Give back the full data, unchanged and complete.
**** Exercise inputs
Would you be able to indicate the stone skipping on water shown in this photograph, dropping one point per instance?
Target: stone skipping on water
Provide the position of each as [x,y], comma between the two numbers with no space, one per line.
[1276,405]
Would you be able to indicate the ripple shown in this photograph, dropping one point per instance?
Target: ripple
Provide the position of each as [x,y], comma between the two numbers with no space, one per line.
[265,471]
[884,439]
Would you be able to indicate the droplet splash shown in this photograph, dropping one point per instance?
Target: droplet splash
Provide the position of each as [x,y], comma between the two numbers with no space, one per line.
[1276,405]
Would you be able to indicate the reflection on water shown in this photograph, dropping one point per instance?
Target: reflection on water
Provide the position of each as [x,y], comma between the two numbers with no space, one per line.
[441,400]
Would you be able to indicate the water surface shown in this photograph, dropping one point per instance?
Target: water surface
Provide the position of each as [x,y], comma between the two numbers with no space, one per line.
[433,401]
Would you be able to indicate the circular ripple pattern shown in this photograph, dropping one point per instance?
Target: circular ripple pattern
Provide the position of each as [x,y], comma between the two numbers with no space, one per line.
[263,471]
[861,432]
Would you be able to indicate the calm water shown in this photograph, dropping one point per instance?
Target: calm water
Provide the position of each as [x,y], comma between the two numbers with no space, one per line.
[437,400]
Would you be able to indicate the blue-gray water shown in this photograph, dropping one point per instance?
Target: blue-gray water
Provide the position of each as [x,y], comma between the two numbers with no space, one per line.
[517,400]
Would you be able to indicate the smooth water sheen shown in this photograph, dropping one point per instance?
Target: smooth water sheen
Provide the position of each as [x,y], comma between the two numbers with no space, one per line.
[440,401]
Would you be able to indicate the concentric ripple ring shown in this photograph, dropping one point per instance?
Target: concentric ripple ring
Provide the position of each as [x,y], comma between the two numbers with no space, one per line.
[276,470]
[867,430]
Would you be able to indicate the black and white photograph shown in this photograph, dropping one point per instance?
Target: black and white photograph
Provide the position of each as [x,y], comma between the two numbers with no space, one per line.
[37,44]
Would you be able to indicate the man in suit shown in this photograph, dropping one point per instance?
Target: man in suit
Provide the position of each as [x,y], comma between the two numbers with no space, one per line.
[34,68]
********
Task solution:
Would you be able to indicate the stone skipping on water shown in this photograph, dropping one point per instance?
Target: stone skipping on water
Provide the position of each as [x,y], comma between the two numbers with no space, one per line.
[1276,405]
Would you be able to indicate the ripple shown in this photograph, dropping one point per instance?
Target: ripple
Provide the position of each as [x,y], comma between the two numbers with no space, one per line.
[265,471]
[884,439]
Would you be able to indicate the droplet splash shown in this photograph, dropping one point per instance?
Target: droplet splash
Provide the position of each as [x,y], comma between the two numbers with no space, one per line.
[1276,405]
Would you be able to indicate the reflection on water shown in this photograph, dropping one point per instance?
Target: reflection on water
Provide the position of each as [x,y], comma between the two numbers with no space, one per line.
[441,400]
Would you be able to indicate the water surface shown in this photograph, dropping one point per instance?
Target: water surface
Provide the position of each as [x,y], comma between the two numbers with no space, one per line.
[433,401]
Would you be able to indicate the circular ripple pattern shown in this photograph, dropping one point per instance?
Target: circular ripple pattern
Provide the position of each as [x,y], comma between the two numbers with no space, one per line.
[263,471]
[861,432]
Would you be able to indicate the calm water shown in this photograph, dropping one point per instance?
Target: calm water
Provide the position of each as [x,y], comma between the two numbers with no space, one per line.
[437,400]
Would you be able to indicate the blue-gray water shown in this photograph, dropping one point per instance?
Target: blue-gray water
Provide the position of each as [x,y], comma between the two numbers with no space, one per line.
[517,400]
Would you be able to indicate the smooth water sheen shown in this photograph, dropping one point per instance?
Target: smooth water sheen
Provide the position of each as [x,y], comma between the two numbers with no space, one per line.
[440,401]
Would you be able to indicate the concentric ripple ring shown in this photograph, dropping one point per instance?
Target: concentric ripple ring
Provide the position of each as [x,y], comma between the two numbers with no space, one per line.
[276,470]
[867,430]
Would you be able to indicate the black and white photograph shown in this photograph, dropping one point per instance?
Target: black and white photograph
Provide the position of each as [x,y], comma between the two numbers with no space, one per line.
[37,44]
Would you be able to indicate the man in suit shown in this photograph, dropping one point per instance?
Target: man in suit
Provide the position of each as [x,y], comma between the two numbers with no space, one per line.
[34,68]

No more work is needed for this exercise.